** START EXCERPTED DATA **

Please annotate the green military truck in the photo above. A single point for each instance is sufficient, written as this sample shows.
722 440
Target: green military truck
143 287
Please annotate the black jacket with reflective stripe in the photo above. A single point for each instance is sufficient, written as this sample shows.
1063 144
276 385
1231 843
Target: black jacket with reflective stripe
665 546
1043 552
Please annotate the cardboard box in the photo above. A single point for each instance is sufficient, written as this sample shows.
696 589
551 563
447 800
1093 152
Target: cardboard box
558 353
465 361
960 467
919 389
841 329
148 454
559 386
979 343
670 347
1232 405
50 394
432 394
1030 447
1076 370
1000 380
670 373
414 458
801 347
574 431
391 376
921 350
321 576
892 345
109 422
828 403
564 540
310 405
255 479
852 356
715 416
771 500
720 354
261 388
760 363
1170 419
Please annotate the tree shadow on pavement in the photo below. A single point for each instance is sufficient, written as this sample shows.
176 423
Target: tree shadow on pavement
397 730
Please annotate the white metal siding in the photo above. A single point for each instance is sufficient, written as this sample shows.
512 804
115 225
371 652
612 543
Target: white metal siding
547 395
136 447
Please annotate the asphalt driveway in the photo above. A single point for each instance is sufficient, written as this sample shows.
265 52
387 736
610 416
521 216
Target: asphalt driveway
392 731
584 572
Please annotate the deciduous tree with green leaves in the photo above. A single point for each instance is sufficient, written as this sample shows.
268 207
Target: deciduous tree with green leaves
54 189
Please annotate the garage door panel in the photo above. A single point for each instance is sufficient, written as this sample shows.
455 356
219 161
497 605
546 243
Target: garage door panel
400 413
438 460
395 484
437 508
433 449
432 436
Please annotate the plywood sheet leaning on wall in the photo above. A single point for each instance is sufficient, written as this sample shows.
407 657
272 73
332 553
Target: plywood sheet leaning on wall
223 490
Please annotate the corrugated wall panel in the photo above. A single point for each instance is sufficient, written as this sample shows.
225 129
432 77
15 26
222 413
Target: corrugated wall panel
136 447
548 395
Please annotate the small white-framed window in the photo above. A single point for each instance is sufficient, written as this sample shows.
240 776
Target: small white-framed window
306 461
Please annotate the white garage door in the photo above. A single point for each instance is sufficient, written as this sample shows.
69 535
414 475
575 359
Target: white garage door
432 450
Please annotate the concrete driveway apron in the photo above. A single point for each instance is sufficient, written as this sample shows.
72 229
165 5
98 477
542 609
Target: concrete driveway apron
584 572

** END EXCERPTED DATA **

» WRITTEN TASK
Copy out each line above, character for character.

» EXERCISE ANSWER
Please annotate the green military truck in the photo above. A single point for each instance is sufficient, written as this sample shows.
722 440
Target: green military truck
143 287
Please annotate the black jacket with reflective stripe in the photo above. A single point for each instance is sufficient, written as this sample shows.
1063 144
276 385
1231 843
Target: black jacket with reflective stripe
665 546
1043 552
Please annotate the cardboard box in the photo above. A single point for each instance is sufficient, written as this sample shows.
696 589
551 563
447 800
1093 152
Target: cardboard box
558 353
465 361
960 467
919 389
841 329
148 454
559 386
979 343
670 347
1232 405
50 394
432 394
1030 447
1076 370
1000 380
670 373
414 458
801 347
574 431
391 376
921 350
321 576
892 345
109 422
828 403
564 540
310 405
255 479
852 356
715 416
771 500
720 354
261 388
760 363
1170 419
Please annotate the tree shadow on pavement in the photo below. A single point for each instance is sufficient, written as this sample shows.
176 423
Target: tree shadow on pavement
397 730
Please annotate the white metal siding in the photo above. A single point for each instance is sufficient, written as this sample shows.
512 804
115 225
371 652
612 543
Target: white metal siding
547 395
136 447
Please annotate the asphalt driveway in the photo above. A single point for each instance is sufficient, written as this sample shows.
265 52
387 736
610 416
521 216
Target: asphalt driveway
392 731
584 572
Please annotate the deciduous tree with green leaves in the photo above. A single point for each instance is sufficient, written as this sample shows.
268 207
Target: deciduous tree with green leaves
54 189
Please annotate the garage door panel in the photo above. A single point for each instance is sufficient, written as this sample shows.
455 356
219 161
497 605
546 243
Target: garage door panel
400 413
438 460
395 484
437 508
433 449
432 436
Please annotate the plywood sheet leaning on wall in the photo above. A single point for each instance is sufficient, written as this sample shows.
407 657
272 73
332 553
Target: plywood sheet leaning on wall
223 490
Please annotate the corrugated wall panel in the photo above. A single point for each instance is sufficient, written as this sample shows.
225 129
432 77
15 26
222 413
Target: corrugated wall panel
136 447
548 395
Please annotate the small white-framed window in the photo above. A single point for each instance is sufficient, written as this sample shows.
240 776
Target: small white-framed window
306 461
Please annotate the white garage door in the photo above. A single point for each instance is sufficient, written as this sample shows.
69 535
414 475
575 359
Target: white garage door
432 450
Please annotate the concrete driveway apron in the photo above. A single point for each instance is sufficient, written as this sample shows.
72 229
165 5
98 477
542 609
Target: concrete driveway apron
584 572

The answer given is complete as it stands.